*本文*.
--- --- ---

すべての頂の上に安らぎあり

今日はぼくに残された人生の最初の一日。ぼくは、そしてぼくたちは、この困難と混乱の社会の中で、残りの人生をどう生きるか?

何度目かの「はじめの一歩」

2022-10-04 10:07:58 | 山歩き

 春先から、膝を少し痛めていた。膝を痛めるなんてことは若い頃から何度もしているので、騙し騙し山歩きを続けていたのだが、8月の末に安達太良に行ってから、「このままではいかん。山が歩けなくなったら生き甲斐が無くなってしまう」と思い、近くの整形外科のリハビリに通って、体重を膝に掛けないで筋肉をつける方法などを教えてもらっていた。ぼくはけっこう太い太腿とふくらはぎを持っていて、自分では「山できたえた筋肉」と思っていたのだが、いつの間にか単なるお肉になっていたようだ。コロナ禍で体育館に通うのも止めてしまっていたからなあ。
 「数カ月かかるかなあ」と覚悟していたのだが、思いのほか回復が早く、昨日、5週間ぶりに恐る恐る試し歩きに行った。はじめは高尾山だ。高尾山は、こういう時に便利だ。去年春、手術の後も高尾山に行った。もっともあの時ははじめの一歩は舞岡で、二歩目が高尾山だったが。
 琵琶滝から病院坂、四号路を経て、後からくる人全員に道を譲って、1h30のコースを2h30かけて登った。急いではいけない。膝を痛める原因はたいていは大股でドシドシ歩くことにあるのだから。一歩一歩ゆっくり歩くのも楽しい。
 涼しくて気持ちよかったが、山頂から富士も丹沢山塊もぼんやり霞んでしか見えなかった。
 山頂の人出を避けて、六号路下山口のベンチでお昼を食べ、三号路を下った。
 去年の春は、歩きながらつい「♪ぼくらはみんな生きている」と口ずさんでいたが、昨日は西行法師の名高い短歌

 年たけてまた越ゆべしと思ひきや命なりけり小夜の中山

を思い出していた。
 膝を痛めて回復して高尾山に来て、「歳を取ってまた来られるとは思わなかった。生きていてよかったなあ」とはあまりに大げさすぎるが、歳を取るとそう感じることは時々ある。それは良いことだ。この歌はむしろ、今年大病や大手術をした友人たちに捧げよう。

--- --- ---

*課題*.
本文の「すべての頂の上に安らぎあり」から「止めてしまっていたからなあ。」までを、両端を含めて、「安達太良」を「谷川岳」に置き換えて書き直してください。

--- --- ---

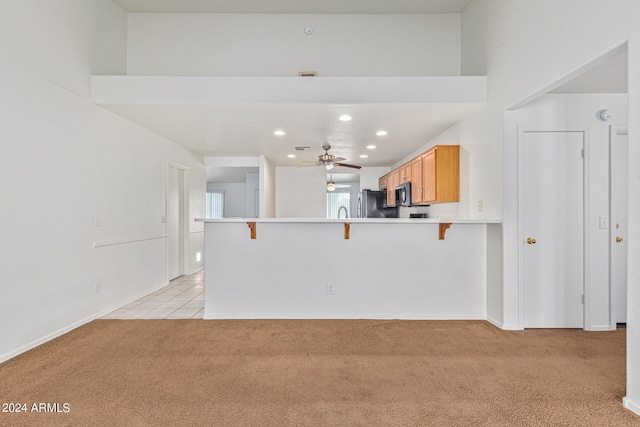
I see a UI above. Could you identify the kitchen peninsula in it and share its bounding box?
[199,218,501,319]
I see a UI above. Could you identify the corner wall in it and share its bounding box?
[0,0,205,362]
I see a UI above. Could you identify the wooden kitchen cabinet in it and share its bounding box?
[411,156,423,204]
[386,171,397,207]
[420,145,460,204]
[378,175,387,190]
[396,162,411,185]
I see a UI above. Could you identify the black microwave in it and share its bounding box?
[396,182,411,206]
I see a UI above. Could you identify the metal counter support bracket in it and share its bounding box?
[247,222,256,239]
[344,222,351,240]
[438,222,451,240]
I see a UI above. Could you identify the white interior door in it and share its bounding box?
[610,129,629,323]
[167,167,184,280]
[521,132,584,328]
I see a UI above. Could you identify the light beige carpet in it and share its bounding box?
[0,320,640,426]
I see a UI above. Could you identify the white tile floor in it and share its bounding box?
[102,271,204,319]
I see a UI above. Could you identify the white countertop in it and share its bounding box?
[196,218,501,224]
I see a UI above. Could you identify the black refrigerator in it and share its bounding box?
[358,190,398,218]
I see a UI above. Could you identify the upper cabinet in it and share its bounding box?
[380,145,460,206]
[396,162,411,185]
[411,156,424,205]
[378,175,387,190]
[420,145,460,204]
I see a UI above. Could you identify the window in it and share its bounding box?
[206,191,224,219]
[327,191,351,218]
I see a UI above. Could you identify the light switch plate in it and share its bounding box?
[600,216,609,230]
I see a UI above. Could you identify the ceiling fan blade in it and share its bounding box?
[297,160,322,168]
[334,163,362,169]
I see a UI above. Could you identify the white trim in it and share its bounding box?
[203,307,487,320]
[487,316,504,329]
[93,234,167,248]
[584,325,616,331]
[622,396,640,415]
[607,125,629,330]
[164,160,192,283]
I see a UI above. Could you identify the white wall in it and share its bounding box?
[276,166,327,218]
[245,173,260,218]
[259,155,276,218]
[207,182,247,218]
[205,220,490,320]
[0,0,205,361]
[452,0,640,412]
[276,166,389,218]
[359,167,391,190]
[127,14,460,76]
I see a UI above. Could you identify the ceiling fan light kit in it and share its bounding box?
[309,144,362,170]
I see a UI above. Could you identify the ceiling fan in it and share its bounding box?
[308,144,362,170]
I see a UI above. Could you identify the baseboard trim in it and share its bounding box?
[622,396,640,415]
[487,316,504,329]
[0,313,99,363]
[203,312,486,320]
[584,325,616,331]
[0,283,167,363]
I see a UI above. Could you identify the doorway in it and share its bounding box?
[166,163,185,281]
[520,130,585,328]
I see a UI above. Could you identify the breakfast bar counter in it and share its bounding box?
[200,218,501,319]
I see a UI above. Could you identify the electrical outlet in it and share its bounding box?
[327,283,335,295]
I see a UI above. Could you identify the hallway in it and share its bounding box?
[102,270,204,319]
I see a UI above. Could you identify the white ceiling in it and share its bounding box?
[100,104,481,166]
[113,0,473,14]
[103,0,626,173]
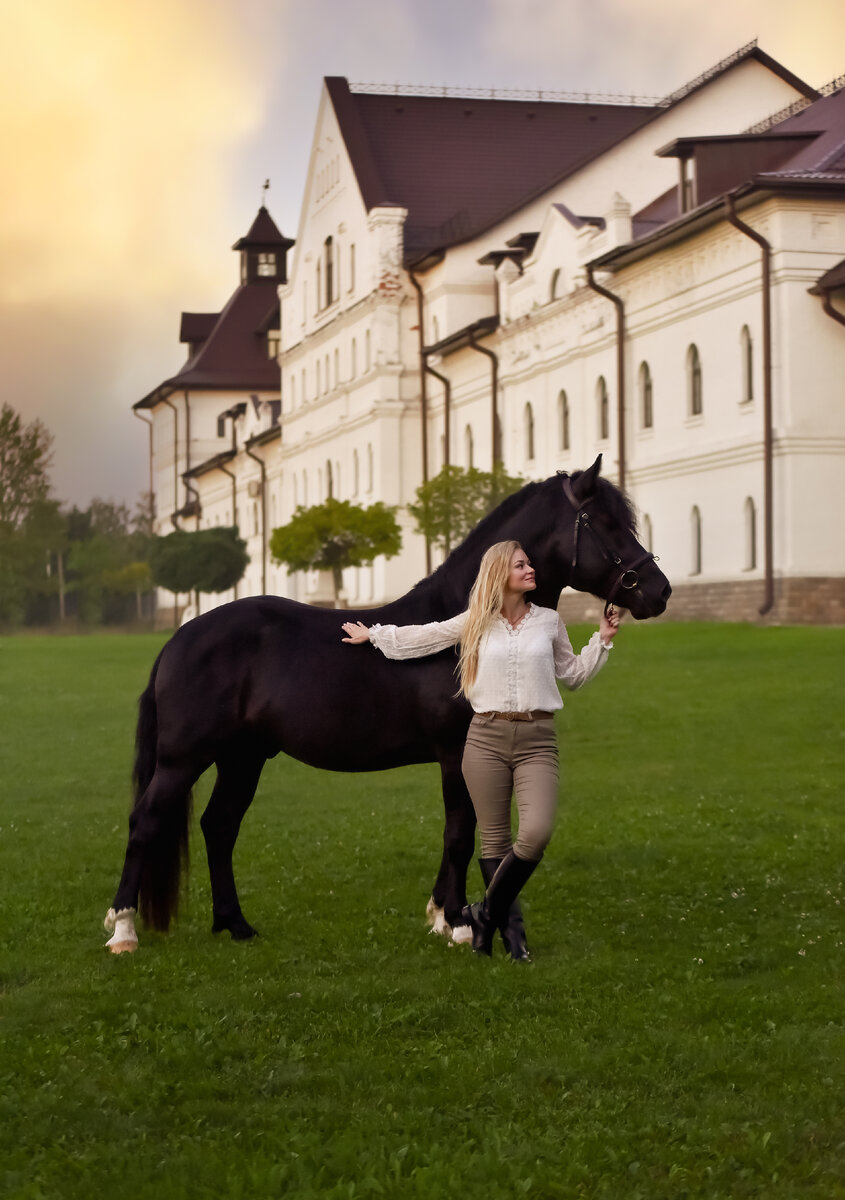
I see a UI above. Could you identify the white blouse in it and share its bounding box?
[370,604,611,713]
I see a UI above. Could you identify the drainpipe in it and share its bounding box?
[423,355,451,556]
[244,441,266,595]
[162,396,179,529]
[587,263,627,492]
[819,288,845,325]
[469,329,502,470]
[725,192,774,617]
[408,271,431,575]
[132,408,154,506]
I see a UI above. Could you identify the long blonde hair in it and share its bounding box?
[457,541,522,696]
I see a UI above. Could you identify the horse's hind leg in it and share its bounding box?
[199,743,266,941]
[427,746,475,942]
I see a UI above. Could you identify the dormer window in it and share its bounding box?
[257,253,276,278]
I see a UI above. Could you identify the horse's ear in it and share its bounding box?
[573,455,601,500]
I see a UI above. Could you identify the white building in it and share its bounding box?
[142,46,845,620]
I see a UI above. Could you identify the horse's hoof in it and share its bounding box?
[425,899,451,937]
[106,937,138,954]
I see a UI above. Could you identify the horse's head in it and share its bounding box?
[559,455,672,620]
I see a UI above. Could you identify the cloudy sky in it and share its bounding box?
[0,0,845,505]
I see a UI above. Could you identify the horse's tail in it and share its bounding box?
[132,652,192,932]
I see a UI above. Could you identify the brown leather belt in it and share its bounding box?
[475,708,555,721]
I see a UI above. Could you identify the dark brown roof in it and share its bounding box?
[325,78,654,263]
[134,283,281,408]
[232,204,293,250]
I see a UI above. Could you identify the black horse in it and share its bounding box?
[109,457,671,952]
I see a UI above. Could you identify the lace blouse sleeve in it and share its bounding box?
[370,612,467,659]
[552,616,611,691]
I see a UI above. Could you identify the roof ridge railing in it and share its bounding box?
[349,83,663,108]
[349,37,757,111]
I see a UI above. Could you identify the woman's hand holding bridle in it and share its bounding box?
[341,620,370,646]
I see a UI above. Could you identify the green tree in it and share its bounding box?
[270,499,402,605]
[0,403,58,623]
[150,526,250,609]
[408,462,526,554]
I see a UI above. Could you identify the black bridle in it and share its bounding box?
[558,472,657,617]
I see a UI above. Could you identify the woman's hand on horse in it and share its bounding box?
[599,608,619,646]
[342,620,370,646]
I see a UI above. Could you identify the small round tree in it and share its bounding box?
[270,499,402,607]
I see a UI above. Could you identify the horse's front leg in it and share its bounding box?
[426,745,475,942]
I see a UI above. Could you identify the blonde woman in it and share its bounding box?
[343,541,619,960]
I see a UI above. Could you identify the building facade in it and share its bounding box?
[137,46,845,620]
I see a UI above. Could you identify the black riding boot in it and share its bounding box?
[462,850,537,958]
[478,858,531,962]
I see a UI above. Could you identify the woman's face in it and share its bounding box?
[507,550,537,595]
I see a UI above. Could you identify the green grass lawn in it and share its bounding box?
[0,624,845,1200]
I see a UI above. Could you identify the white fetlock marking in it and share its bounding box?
[103,908,138,954]
[425,900,451,937]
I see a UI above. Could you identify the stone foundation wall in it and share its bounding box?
[558,576,845,625]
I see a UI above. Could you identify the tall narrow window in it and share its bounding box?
[523,403,534,462]
[689,504,701,575]
[744,496,757,571]
[687,343,703,416]
[557,391,569,450]
[640,362,654,430]
[323,236,335,308]
[595,376,610,439]
[739,325,754,404]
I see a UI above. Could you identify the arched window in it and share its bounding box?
[689,504,701,575]
[557,390,569,450]
[640,362,654,430]
[642,512,654,553]
[687,343,703,416]
[523,403,534,462]
[739,325,754,404]
[595,376,610,440]
[323,236,335,308]
[744,496,757,571]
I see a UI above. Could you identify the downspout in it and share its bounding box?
[408,270,431,575]
[244,439,266,595]
[162,396,179,529]
[469,329,502,470]
[423,355,451,556]
[132,408,154,508]
[819,288,845,325]
[587,263,627,492]
[725,192,774,617]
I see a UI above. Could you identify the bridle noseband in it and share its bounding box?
[558,472,657,617]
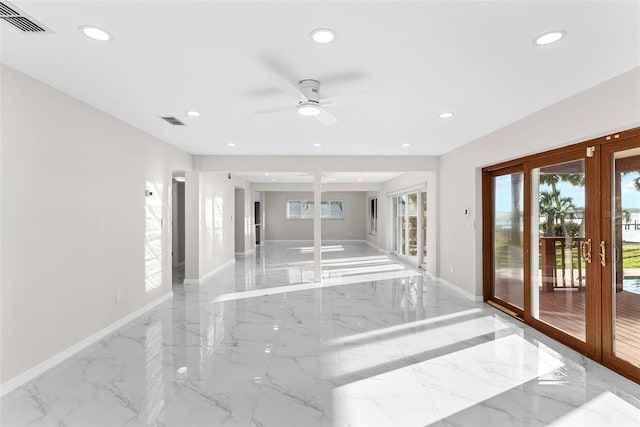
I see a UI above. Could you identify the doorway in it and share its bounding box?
[171,176,185,283]
[483,129,640,381]
[233,188,246,254]
[391,190,427,269]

--- --- ---

*解答*.
すべての頂の上に安らぎあり

今日はぼくに残された人生の最初の一日。ぼくは、そしてぼくたちは、この困難と混乱の社会の中で、残りの人生をどう生きるか?

何度目かの「はじめの一歩」

2022-10-04 10:07:58 | 山歩き

 春先から、膝を少し痛めていた。膝を痛めるなんてことは若い頃から何度もしているので、騙し騙し山歩きを続けていたのだが、8月の末に谷川岳に行ってから、「このままではいかん。山が歩けなくなったら生き甲斐が無くなってしまう」と思い、近くの整形外科のリハビリに通って、体重を膝に掛けないで筋肉をつける方法などを教えてもらっていた。ぼくはけっこう太い太腿とふくらはぎを持っていて、自分では「山できたえた筋肉」と思っていたのだが、いつの間にか単なるお肉になっていたようだ。コロナ禍で体育館に通うのも止めてしまっていたからなあ。